» Text block
/---
The time has flown by quickly. One day I was on the longest flight of my life heading to Toronto, and today I look at the calendar and realize 30 days have gone by since I landed. In true Naija fashion, once I checked the date and realized it was my anniversary, I broke out singing like my mother. Indulge me for a while yo ??
It wasn’t easyyyyyy, it wasn’t easyyy. It wasn’t easy but it was worth ittttt. It wasn’t easy…
This entire experience has been a lesson in getting out of my comfort zone. In the spirit of celebrating milestones, I’d like to share 5 tips for surviving here in Canada for the 1st month. This is based on my personal experience & what I’ve heard elders on this journey say to me. Here goes:
1. Do your research and when you feel like you know enough, research some more. Seriously, you don’t know what you don’t know. Systematically investigate the viability of your profession here, getting certified, applying for the right fit jobs and succeeding at interviews. Also create time for networking in your field and staying connected to influencers. Before you arrive, seek out people on LinkedIn to connect to and try and build a rapport online. There’s a French guy called Lionel Laroche who has a set of helpful YouTube videos on integration for new immigrants in Canada. Also take advantage of the Canadian Government sponsored programs. There’s Planning for Canada organized by the International Organization of Migration before you land and several others once you have landed.
\---
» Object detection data
/---
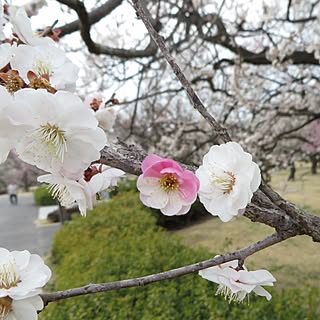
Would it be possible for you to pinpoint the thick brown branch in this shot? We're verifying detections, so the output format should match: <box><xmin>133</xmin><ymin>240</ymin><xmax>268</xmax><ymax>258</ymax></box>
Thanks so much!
<box><xmin>100</xmin><ymin>143</ymin><xmax>320</xmax><ymax>242</ymax></box>
<box><xmin>41</xmin><ymin>233</ymin><xmax>293</xmax><ymax>305</ymax></box>
<box><xmin>133</xmin><ymin>0</ymin><xmax>231</xmax><ymax>143</ymax></box>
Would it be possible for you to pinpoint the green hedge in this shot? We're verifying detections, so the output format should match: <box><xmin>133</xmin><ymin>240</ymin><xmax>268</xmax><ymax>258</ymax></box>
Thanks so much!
<box><xmin>40</xmin><ymin>192</ymin><xmax>319</xmax><ymax>320</ymax></box>
<box><xmin>33</xmin><ymin>186</ymin><xmax>57</xmax><ymax>206</ymax></box>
\---
» Exercise requirements
**1.** Please retype the post about a first month in Canada between "The time has" and "while yo ??", inclusive.
**2.** Answer these from the post about a first month in Canada:
(a) How many days had gone by since the writer landed?
(b) Which organization runs Planning for Canada?
(c) How many tips does the writer offer for the first month?
Rely only on the post about a first month in Canada.

» In response
**1.**
The time has flown by quickly. One day I was on the longest flight of my life heading to Toronto, and today I look at the calendar and realize 30 days have gone by since I landed. In true Naija fashion, once I checked the date and realized it was my anniversary, I broke out singing like my mother. Indulge me for a while yo ??

**2.**
(a) 30 days
(b) The International Organization of Migration
(c) 5 tips